REVIEWS

Kara Ellerby
No Shortcut to Change: An Unlikely Path to a More Gender-Equitable World
New York: New York University Press, 2017 (ISBN 978-1-4798-1716-0)
Reviewed by Ashley J. Bohrer, 2020

No Shortcut to Change asks the pressing question: why are we still so far from gender equality, even after state and intergovernmental attention for almost four decades? A central part of the answer, Kara Ellerby explains, is that the current discourse around gender equality is fundamentally flawed. In many state and interstate contexts, discourses of "gender equality" have become conflated with "women's inclusion." This slippage is predicated on the idea that global gender equality represents nothing more than an "add women and stir" mentality that safeguards the structure of patriarchal power from any further scrutiny once some women are allowed to enter it.

__Task description__
Can you repeat the review word for word, everything from "Reviewed by Ashley" down to "to enter it."? The data after this point is separate from the review.

__Data section__

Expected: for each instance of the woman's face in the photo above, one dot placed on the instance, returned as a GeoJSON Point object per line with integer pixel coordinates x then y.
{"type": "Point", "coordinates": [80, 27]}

__Exercise answer__
Reviewed by Ashley J. Bohrer, 2020

No Shortcut to Change asks the pressing question: why are we still so far from gender equality, even after state and intergovernmental attention for almost four decades? A central part of the answer, Kara Ellerby explains, is that the current discourse around gender equality is fundamentally flawed. In many state and interstate contexts, discourses of "gender equality" have become conflated with "women's inclusion." This slippage is predicated on the idea that global gender equality represents nothing more than an "add women and stir" mentality that safeguards the structure of patriarchal power from any further scrutiny once some women are allowed to enter it.